— УСЛОВИЕ ЗАДАНИЯ —
Подсчитайте, сколько строк в приведённом ниже списке содержат слово «white». В ответе укажите только число.

======== ИЗВЛЕЧЁННЫЕ ДАННЫЕ

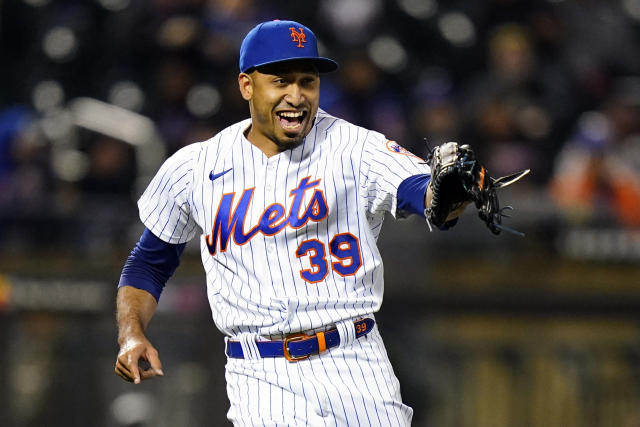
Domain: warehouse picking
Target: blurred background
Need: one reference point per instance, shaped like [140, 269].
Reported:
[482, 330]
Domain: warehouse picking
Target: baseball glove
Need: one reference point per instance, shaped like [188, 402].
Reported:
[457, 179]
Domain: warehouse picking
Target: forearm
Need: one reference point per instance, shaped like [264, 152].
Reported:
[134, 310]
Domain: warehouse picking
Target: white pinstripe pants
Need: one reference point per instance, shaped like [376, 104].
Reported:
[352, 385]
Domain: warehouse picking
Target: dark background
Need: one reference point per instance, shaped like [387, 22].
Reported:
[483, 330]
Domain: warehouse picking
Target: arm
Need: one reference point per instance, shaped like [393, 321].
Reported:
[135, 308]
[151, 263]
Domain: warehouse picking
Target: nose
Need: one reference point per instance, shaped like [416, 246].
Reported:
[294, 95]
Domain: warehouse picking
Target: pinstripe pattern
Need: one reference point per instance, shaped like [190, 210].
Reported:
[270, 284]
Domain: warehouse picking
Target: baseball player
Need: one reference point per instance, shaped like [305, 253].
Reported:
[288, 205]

================
======== ИЗВЛЕЧЁННЫЕ ДАННЫЕ

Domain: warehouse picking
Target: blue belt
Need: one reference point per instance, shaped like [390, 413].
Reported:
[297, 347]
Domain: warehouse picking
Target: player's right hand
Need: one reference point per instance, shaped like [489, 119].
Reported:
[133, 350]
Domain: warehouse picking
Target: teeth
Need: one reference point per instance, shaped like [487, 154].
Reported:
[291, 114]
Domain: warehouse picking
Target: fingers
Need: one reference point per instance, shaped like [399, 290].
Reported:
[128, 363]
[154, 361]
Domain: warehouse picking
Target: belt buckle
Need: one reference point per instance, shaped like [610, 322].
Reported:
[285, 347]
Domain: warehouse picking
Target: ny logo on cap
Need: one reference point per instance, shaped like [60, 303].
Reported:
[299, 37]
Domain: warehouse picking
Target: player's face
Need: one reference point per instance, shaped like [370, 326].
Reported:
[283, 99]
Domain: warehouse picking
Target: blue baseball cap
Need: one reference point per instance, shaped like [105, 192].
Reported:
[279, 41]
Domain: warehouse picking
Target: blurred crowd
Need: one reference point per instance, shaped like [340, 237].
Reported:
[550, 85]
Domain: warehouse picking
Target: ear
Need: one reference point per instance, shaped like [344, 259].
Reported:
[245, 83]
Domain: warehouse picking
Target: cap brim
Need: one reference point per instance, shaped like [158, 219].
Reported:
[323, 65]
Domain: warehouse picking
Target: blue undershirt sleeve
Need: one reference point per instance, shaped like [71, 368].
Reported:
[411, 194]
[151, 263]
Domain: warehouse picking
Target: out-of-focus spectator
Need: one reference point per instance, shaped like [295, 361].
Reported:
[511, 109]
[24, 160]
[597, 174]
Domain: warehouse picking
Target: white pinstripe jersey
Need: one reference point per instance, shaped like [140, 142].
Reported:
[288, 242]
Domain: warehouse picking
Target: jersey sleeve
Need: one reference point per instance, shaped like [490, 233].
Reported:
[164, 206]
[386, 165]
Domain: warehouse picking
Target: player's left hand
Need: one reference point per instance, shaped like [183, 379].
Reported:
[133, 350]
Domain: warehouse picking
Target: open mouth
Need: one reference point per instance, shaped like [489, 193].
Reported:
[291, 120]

================

— ПРАВИЛЬНЫЙ ОТВЕТ —
2